Switch "white water" to "foaming water" in the part that opens with the line containing "Shelf-audit tagging: for every instance of the hillside" and closes with the line containing "x=167, y=150". Give that part again with nothing else changed.

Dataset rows
——

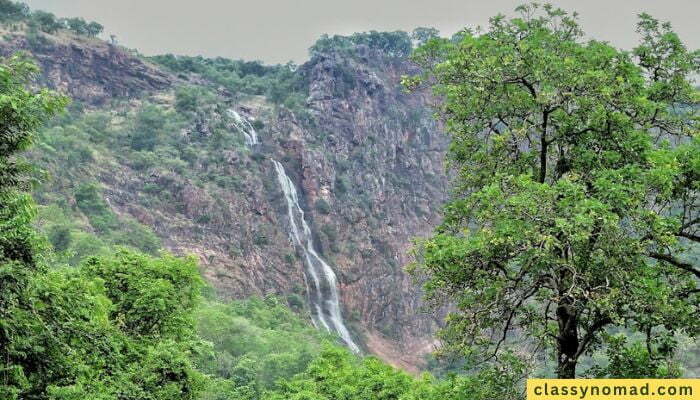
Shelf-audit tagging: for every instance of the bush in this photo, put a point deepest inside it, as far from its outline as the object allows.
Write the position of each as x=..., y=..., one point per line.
x=323, y=207
x=89, y=200
x=60, y=237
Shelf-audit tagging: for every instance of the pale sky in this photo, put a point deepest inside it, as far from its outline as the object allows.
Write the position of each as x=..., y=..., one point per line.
x=276, y=31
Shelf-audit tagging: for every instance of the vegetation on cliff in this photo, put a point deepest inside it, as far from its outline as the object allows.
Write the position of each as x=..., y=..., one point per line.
x=573, y=226
x=576, y=197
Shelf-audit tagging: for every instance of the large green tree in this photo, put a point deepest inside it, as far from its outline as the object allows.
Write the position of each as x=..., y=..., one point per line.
x=576, y=189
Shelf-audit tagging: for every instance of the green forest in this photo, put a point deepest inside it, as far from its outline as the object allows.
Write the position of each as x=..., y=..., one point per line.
x=571, y=229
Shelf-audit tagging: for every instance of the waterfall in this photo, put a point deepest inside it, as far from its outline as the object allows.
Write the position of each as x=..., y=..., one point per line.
x=323, y=290
x=322, y=284
x=242, y=124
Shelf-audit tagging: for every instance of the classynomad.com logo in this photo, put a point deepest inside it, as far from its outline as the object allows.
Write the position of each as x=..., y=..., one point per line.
x=613, y=389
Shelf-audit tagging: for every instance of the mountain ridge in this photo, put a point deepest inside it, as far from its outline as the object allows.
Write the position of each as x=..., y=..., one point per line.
x=366, y=157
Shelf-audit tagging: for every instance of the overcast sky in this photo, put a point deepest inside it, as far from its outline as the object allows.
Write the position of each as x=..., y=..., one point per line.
x=276, y=31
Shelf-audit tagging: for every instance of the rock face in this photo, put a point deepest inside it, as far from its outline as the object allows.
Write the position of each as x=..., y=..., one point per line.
x=88, y=69
x=366, y=159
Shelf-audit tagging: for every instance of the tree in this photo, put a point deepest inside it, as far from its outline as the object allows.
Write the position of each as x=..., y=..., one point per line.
x=576, y=190
x=11, y=11
x=94, y=28
x=46, y=22
x=423, y=34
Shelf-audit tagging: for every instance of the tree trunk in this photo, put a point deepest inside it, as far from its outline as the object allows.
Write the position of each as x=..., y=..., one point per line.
x=568, y=340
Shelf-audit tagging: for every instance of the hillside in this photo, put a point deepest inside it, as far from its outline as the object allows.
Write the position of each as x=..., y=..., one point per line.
x=158, y=151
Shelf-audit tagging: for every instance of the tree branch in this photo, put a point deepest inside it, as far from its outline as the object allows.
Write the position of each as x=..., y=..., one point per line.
x=676, y=263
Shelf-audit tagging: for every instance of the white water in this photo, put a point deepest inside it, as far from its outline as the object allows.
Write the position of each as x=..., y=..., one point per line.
x=323, y=293
x=323, y=290
x=242, y=124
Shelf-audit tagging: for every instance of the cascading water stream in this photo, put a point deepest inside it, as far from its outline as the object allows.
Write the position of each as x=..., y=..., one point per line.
x=242, y=124
x=323, y=289
x=323, y=294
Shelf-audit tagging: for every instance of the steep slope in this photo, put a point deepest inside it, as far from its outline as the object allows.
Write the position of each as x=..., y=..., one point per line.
x=167, y=150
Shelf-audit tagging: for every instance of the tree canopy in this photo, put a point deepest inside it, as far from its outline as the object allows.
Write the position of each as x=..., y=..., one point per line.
x=576, y=189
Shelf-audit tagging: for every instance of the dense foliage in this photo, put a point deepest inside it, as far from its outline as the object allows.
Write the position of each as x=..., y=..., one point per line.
x=577, y=190
x=11, y=11
x=279, y=83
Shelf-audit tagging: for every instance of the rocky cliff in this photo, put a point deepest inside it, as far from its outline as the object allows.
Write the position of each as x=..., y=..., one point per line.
x=366, y=158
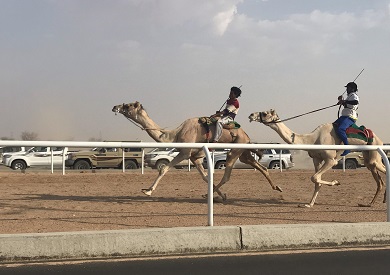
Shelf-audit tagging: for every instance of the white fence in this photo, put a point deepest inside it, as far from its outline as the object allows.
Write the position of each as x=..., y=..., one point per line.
x=206, y=147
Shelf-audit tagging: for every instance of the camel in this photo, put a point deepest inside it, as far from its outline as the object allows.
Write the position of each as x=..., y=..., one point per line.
x=324, y=134
x=191, y=131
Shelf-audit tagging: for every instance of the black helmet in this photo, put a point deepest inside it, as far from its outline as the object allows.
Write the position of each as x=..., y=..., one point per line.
x=236, y=91
x=352, y=85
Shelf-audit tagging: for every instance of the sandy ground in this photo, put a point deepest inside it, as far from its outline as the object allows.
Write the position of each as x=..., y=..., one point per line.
x=109, y=199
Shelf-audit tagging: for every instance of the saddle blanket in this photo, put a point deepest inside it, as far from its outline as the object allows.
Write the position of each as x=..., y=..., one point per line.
x=361, y=133
x=206, y=121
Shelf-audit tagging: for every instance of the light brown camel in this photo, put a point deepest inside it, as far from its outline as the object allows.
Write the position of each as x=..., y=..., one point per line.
x=324, y=134
x=191, y=131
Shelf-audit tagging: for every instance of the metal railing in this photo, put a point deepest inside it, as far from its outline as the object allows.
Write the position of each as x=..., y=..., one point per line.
x=206, y=147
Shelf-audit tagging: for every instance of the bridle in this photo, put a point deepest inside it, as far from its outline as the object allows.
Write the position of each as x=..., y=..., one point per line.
x=136, y=117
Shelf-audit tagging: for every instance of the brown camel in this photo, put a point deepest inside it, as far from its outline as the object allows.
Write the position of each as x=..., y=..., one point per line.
x=191, y=131
x=324, y=134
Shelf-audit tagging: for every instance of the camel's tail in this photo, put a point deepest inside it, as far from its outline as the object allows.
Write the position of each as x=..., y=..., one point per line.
x=258, y=152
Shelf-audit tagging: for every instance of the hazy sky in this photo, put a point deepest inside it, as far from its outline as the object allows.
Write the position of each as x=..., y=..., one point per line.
x=65, y=64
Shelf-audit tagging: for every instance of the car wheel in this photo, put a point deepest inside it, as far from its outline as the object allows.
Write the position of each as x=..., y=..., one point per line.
x=161, y=163
x=275, y=165
x=18, y=165
x=82, y=165
x=220, y=164
x=350, y=164
x=130, y=164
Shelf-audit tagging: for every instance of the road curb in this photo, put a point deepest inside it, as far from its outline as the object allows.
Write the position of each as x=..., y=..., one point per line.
x=188, y=240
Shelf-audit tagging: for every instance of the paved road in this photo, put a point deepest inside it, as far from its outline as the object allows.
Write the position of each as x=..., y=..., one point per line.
x=374, y=261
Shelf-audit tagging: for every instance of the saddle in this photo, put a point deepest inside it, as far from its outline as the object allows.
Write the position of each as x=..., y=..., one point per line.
x=207, y=121
x=360, y=132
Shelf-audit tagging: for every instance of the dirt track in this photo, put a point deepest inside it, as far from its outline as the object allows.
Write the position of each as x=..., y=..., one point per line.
x=108, y=199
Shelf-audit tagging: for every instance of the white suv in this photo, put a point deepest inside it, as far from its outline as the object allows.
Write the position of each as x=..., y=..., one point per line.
x=163, y=156
x=36, y=156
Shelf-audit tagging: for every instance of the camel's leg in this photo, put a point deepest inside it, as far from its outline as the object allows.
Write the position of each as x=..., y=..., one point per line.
x=181, y=156
x=198, y=162
x=247, y=158
x=373, y=162
x=316, y=179
x=232, y=157
x=379, y=185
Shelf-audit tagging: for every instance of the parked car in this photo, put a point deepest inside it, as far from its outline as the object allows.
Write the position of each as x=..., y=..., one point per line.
x=108, y=157
x=35, y=156
x=163, y=156
x=270, y=159
x=9, y=150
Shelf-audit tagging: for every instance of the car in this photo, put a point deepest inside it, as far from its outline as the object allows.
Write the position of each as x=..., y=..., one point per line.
x=35, y=156
x=10, y=150
x=163, y=156
x=270, y=159
x=106, y=157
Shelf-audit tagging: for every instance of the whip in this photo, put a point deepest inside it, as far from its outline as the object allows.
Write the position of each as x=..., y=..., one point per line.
x=323, y=107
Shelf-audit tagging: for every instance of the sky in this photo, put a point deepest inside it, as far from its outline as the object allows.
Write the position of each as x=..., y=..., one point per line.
x=65, y=64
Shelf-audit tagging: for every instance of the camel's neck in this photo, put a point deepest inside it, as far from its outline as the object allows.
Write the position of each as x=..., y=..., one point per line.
x=154, y=130
x=290, y=137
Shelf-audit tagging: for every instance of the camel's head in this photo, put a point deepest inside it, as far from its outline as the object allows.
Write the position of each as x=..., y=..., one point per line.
x=264, y=117
x=129, y=110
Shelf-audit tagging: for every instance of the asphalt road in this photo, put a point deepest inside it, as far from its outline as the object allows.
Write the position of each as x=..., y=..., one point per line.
x=368, y=261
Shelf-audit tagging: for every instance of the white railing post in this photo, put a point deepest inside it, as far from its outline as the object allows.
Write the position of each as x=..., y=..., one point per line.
x=210, y=193
x=142, y=160
x=52, y=160
x=63, y=159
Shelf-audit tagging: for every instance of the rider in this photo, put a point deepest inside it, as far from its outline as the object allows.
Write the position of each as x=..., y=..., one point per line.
x=348, y=114
x=229, y=113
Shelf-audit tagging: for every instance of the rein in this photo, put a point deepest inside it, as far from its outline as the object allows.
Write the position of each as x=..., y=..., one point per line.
x=290, y=118
x=142, y=128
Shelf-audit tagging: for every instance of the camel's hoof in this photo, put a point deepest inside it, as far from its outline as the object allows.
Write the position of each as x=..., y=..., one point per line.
x=224, y=197
x=364, y=205
x=278, y=188
x=147, y=192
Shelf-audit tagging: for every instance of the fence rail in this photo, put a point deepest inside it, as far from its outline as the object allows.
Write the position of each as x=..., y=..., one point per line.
x=206, y=147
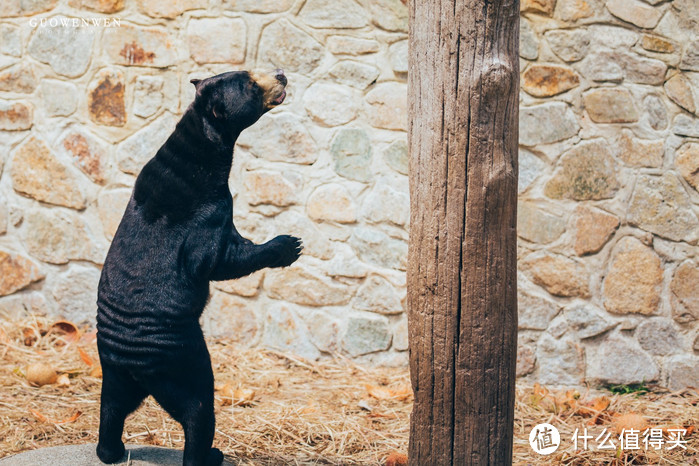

——

§ **Exercise output**
Shelf-audit tagging: for every instance of the hillside in this photo, put a point deepest inside it, as far from its outline as the object allows.
Write the position of each as x=..., y=..., one point per line.
x=158, y=151
Shelf-audit tagging: for every instance of the tree branch in this photo, put a point deepest inside it, as far from its outline as the object allows.
Write the position of each as x=..., y=..., one point per line.
x=676, y=263
Shelf-audit tagging: for every instance of the foaming water in this photo, put a point deepest inside it, as far from its outline as the object allows.
Write the position of each as x=..., y=..., one point per line.
x=323, y=293
x=323, y=290
x=242, y=124
Shelf-audit tagging: for every instance of the cascading water stream in this photo, put a point deepest inside it, as far from its outline as the object allows.
Write the position of each as x=..., y=..., one point per line.
x=242, y=124
x=323, y=289
x=323, y=294
Shelf-audit tagging: for every instance of the steep slope in this photo, put a point deepest inside it, as far from its outline as the object allows.
Write the position of each as x=..., y=..., one point per line.
x=167, y=150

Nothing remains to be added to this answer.